WHAT THIS TASK INVOLVES: State how many of the lines below contain the word "opening". Give only the number.

(Shape annotation entries)
== == ==

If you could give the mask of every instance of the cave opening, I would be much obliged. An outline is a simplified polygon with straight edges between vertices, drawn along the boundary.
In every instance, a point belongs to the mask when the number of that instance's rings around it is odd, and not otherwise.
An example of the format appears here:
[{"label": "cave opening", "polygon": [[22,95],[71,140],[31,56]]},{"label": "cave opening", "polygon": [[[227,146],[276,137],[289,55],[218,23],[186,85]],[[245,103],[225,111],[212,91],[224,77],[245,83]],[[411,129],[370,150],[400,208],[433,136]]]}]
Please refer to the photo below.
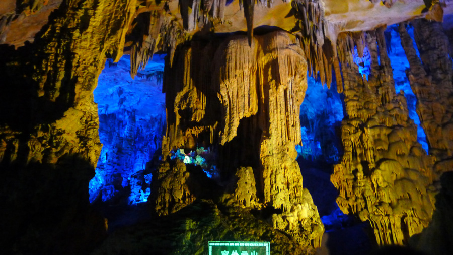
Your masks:
[{"label": "cave opening", "polygon": [[147,201],[150,166],[159,157],[166,125],[162,93],[165,54],[131,77],[130,56],[108,59],[93,94],[102,149],[90,181],[92,203],[136,205]]}]

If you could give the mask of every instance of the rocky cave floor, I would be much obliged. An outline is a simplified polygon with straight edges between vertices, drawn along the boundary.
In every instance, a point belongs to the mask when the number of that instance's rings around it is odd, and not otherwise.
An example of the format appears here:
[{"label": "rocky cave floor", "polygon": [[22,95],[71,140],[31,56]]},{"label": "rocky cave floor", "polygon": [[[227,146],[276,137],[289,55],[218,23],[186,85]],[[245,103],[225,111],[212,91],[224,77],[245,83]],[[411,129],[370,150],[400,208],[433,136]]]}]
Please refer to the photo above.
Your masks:
[{"label": "rocky cave floor", "polygon": [[[304,162],[302,159],[298,161],[302,169],[304,186],[312,194],[326,228],[322,245],[317,250],[316,254],[368,254],[373,250],[376,246],[369,238],[372,237],[370,232],[372,230],[368,224],[343,214],[335,202],[338,194],[330,182],[332,165],[316,164]],[[189,248],[189,250],[181,250],[180,246],[193,245],[193,242],[203,234],[211,235],[215,238],[216,234],[213,234],[212,230],[216,226],[218,228],[217,236],[225,238],[232,235],[232,238],[237,238],[241,236],[241,231],[239,234],[231,232],[231,229],[237,231],[238,227],[234,227],[235,223],[231,222],[226,224],[230,226],[225,226],[225,221],[221,220],[221,217],[217,217],[219,214],[216,206],[205,201],[196,203],[193,208],[185,210],[187,211],[182,210],[175,214],[177,215],[161,217],[158,222],[153,221],[152,208],[146,203],[130,206],[124,203],[98,204],[94,206],[108,219],[109,237],[93,254],[147,254],[146,252],[151,247],[153,247],[153,250],[162,250],[164,252],[166,246],[173,247],[183,252],[181,254],[185,254],[185,251],[192,252],[193,249]],[[198,215],[197,218],[193,216],[193,210],[199,211],[199,213],[195,214]],[[223,216],[230,214],[229,216],[233,216],[233,218],[239,216],[241,220],[246,220],[247,217],[251,216],[250,214],[246,216],[246,214],[241,215],[240,212],[239,215],[232,215],[236,213],[230,213],[231,212],[225,212],[221,209],[220,211]],[[189,217],[185,217],[185,215]],[[204,234],[195,230],[199,229],[199,227],[203,225],[205,229],[202,232]],[[250,229],[263,231],[264,235],[268,237],[285,238],[279,236],[281,233],[278,235],[277,232],[266,227],[255,226]],[[191,229],[193,232],[191,232]],[[268,233],[266,233],[266,232]],[[247,239],[247,234],[244,234],[243,238]],[[159,247],[156,248],[156,246]],[[180,247],[175,248],[176,246]],[[195,253],[203,254],[203,252],[202,250],[197,250]]]}]

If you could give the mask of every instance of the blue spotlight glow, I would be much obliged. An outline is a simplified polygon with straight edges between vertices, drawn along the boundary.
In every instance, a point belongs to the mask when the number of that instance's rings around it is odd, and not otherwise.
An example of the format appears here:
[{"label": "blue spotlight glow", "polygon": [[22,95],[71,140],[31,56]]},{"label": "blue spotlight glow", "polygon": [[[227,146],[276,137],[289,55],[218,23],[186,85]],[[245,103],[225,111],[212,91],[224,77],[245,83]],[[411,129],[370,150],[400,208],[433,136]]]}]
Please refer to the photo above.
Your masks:
[{"label": "blue spotlight glow", "polygon": [[129,198],[145,202],[150,192],[146,164],[161,147],[165,128],[162,77],[165,55],[155,55],[135,79],[130,58],[109,59],[95,90],[99,138],[103,144],[96,175],[89,184],[90,201]]},{"label": "blue spotlight glow", "polygon": [[342,153],[336,127],[343,120],[343,105],[333,84],[330,89],[309,77],[305,98],[300,106],[300,132],[303,146],[296,150],[299,156],[312,161],[329,163],[338,161]]},{"label": "blue spotlight glow", "polygon": [[[412,91],[407,76],[406,75],[406,70],[409,69],[409,63],[404,52],[404,49],[401,46],[401,40],[398,32],[397,25],[389,26],[386,30],[387,33],[391,33],[392,39],[390,45],[388,48],[390,52],[388,52],[390,62],[393,68],[393,78],[395,80],[395,88],[396,92],[400,91],[404,92],[404,96],[407,101],[407,108],[409,112],[409,118],[414,121],[417,125],[417,140],[421,145],[425,151],[428,152],[428,143],[426,142],[426,135],[423,128],[420,125],[420,118],[416,110],[417,98]],[[414,28],[408,28],[408,32],[412,38],[414,47],[416,49],[417,55],[420,57],[418,49],[414,40]],[[389,43],[389,42],[388,42]]]}]

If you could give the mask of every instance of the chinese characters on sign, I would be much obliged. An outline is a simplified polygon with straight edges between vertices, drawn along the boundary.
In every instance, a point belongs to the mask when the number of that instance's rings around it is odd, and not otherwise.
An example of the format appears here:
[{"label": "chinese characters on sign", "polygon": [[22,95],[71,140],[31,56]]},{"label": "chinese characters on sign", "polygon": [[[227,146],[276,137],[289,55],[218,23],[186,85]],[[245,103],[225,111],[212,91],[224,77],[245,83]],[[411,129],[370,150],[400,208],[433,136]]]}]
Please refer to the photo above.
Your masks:
[{"label": "chinese characters on sign", "polygon": [[270,255],[268,242],[209,242],[208,255]]}]

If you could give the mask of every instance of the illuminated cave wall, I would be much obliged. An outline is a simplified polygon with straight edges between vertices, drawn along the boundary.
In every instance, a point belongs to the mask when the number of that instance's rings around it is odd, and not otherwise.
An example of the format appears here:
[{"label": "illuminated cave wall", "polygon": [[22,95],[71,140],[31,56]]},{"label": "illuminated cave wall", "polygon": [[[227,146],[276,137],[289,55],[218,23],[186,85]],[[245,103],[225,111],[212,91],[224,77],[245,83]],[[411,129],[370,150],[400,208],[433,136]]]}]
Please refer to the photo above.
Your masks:
[{"label": "illuminated cave wall", "polygon": [[155,55],[134,79],[129,55],[116,63],[108,60],[99,76],[94,94],[103,147],[90,182],[91,202],[147,201],[151,175],[146,165],[160,152],[165,129],[164,57]]},{"label": "illuminated cave wall", "polygon": [[312,77],[308,79],[300,105],[302,146],[299,157],[310,161],[336,163],[341,157],[341,140],[335,131],[343,120],[343,104],[335,86],[330,89]]},{"label": "illuminated cave wall", "polygon": [[[417,51],[419,57],[420,54],[417,45],[414,40],[414,28],[409,27],[408,32],[412,38],[414,42],[414,48]],[[426,136],[423,128],[420,125],[420,118],[416,111],[417,98],[409,84],[409,80],[406,74],[406,70],[409,68],[409,61],[401,46],[401,40],[398,31],[398,24],[389,26],[385,32],[387,43],[387,54],[390,58],[390,63],[393,69],[393,78],[395,80],[395,91],[399,93],[403,91],[404,96],[407,101],[407,106],[409,112],[409,117],[414,121],[417,126],[417,141],[422,145],[423,148],[427,153],[428,144],[426,142]],[[380,61],[380,59],[379,59]],[[370,74],[370,55],[367,48],[365,48],[362,57],[358,55],[357,49],[355,49],[354,62],[359,66],[359,71],[362,75],[368,76]]]},{"label": "illuminated cave wall", "polygon": [[[417,48],[415,41],[414,40],[414,28],[410,27],[408,29],[408,32],[414,42],[414,48],[417,51],[417,54],[420,57],[420,53]],[[407,101],[407,108],[409,110],[409,116],[414,120],[417,125],[417,140],[421,145],[425,151],[428,152],[428,143],[426,142],[426,135],[423,129],[420,124],[420,118],[415,110],[417,103],[417,98],[406,75],[406,70],[409,69],[409,63],[404,53],[403,46],[401,46],[401,40],[398,33],[398,24],[389,26],[385,32],[386,39],[387,42],[387,52],[390,58],[390,63],[393,68],[393,78],[395,79],[395,88],[397,92],[402,90],[404,92],[404,96]]]}]

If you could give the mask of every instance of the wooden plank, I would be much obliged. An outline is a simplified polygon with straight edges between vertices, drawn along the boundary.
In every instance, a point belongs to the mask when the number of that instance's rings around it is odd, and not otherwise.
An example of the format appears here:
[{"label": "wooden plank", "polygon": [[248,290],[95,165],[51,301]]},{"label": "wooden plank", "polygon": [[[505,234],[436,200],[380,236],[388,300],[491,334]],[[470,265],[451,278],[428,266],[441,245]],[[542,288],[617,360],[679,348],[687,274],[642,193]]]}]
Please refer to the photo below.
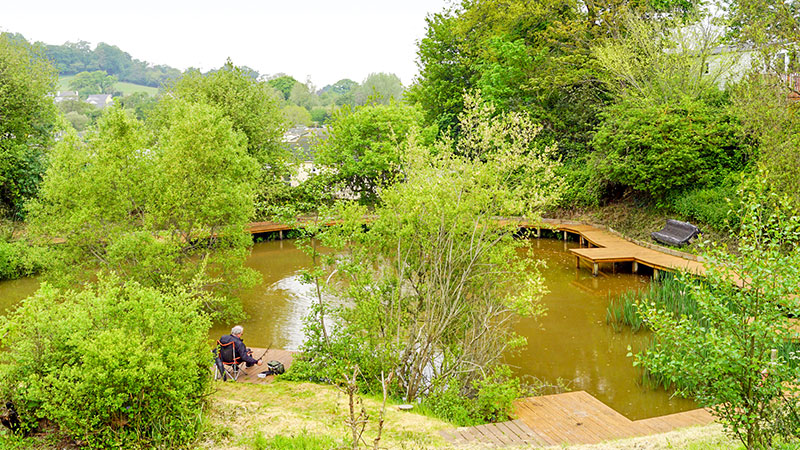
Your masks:
[{"label": "wooden plank", "polygon": [[503,433],[506,440],[510,444],[527,444],[528,440],[525,436],[520,436],[516,430],[513,430],[511,427],[508,426],[508,422],[499,422],[496,423],[495,426],[497,429]]}]

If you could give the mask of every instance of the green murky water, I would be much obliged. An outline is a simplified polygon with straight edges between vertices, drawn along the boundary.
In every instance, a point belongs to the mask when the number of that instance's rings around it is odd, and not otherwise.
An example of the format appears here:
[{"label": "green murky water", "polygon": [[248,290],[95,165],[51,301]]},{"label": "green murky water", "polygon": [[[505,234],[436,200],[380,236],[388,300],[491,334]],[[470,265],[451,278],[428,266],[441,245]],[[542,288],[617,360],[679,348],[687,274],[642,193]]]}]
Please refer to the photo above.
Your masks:
[{"label": "green murky water", "polygon": [[[607,405],[636,420],[684,411],[694,405],[670,399],[663,391],[648,391],[638,383],[628,346],[645,345],[644,334],[616,333],[605,323],[608,295],[643,287],[648,277],[630,273],[601,273],[593,277],[576,269],[567,251],[576,243],[540,239],[533,241],[536,257],[546,262],[543,270],[550,291],[544,298],[547,316],[520,320],[517,333],[528,346],[506,361],[520,375],[548,383],[559,378],[572,390],[585,390]],[[252,347],[295,350],[303,341],[302,319],[313,301],[312,287],[300,281],[299,271],[310,265],[309,258],[292,241],[255,244],[248,265],[263,274],[263,283],[243,296],[249,319],[242,322],[244,340]],[[36,279],[0,283],[0,312],[38,287]],[[210,337],[230,331],[234,324],[215,326]]]}]

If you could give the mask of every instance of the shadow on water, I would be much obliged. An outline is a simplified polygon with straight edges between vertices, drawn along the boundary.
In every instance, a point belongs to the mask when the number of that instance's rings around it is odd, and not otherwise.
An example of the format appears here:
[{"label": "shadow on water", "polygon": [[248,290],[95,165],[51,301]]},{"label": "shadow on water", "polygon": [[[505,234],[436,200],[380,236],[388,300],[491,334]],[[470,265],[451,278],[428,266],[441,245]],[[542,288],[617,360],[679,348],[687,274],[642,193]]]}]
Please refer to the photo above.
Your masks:
[{"label": "shadow on water", "polygon": [[[545,261],[542,270],[549,293],[548,309],[537,320],[521,319],[516,332],[528,340],[526,348],[506,361],[519,375],[547,383],[559,378],[571,390],[585,390],[632,420],[694,408],[687,400],[670,399],[664,391],[640,386],[639,373],[626,357],[628,346],[643,348],[646,333],[615,332],[605,323],[609,294],[643,288],[649,277],[603,272],[593,277],[586,267],[577,269],[567,249],[577,243],[552,239],[531,241],[534,256]],[[248,266],[259,271],[262,283],[242,296],[249,318],[241,323],[251,347],[296,350],[303,341],[302,324],[315,301],[313,286],[301,282],[300,271],[311,265],[293,241],[268,241],[253,246]],[[0,283],[0,313],[38,288],[35,278]],[[215,325],[213,341],[230,332],[234,324]]]}]

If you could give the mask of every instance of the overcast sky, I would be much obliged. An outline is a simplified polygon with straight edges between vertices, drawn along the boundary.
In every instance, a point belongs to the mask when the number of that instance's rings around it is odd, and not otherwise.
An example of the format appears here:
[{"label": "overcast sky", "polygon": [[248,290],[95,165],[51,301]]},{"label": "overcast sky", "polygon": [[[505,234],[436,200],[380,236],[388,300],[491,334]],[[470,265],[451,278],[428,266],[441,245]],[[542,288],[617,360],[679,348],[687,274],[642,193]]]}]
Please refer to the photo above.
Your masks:
[{"label": "overcast sky", "polygon": [[[29,40],[116,45],[133,58],[181,70],[219,67],[230,57],[320,88],[372,72],[417,73],[425,16],[449,0],[3,0],[0,30]],[[118,5],[118,6],[116,6]]]}]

== == ==

ANSWER TO THE EXERCISE: 3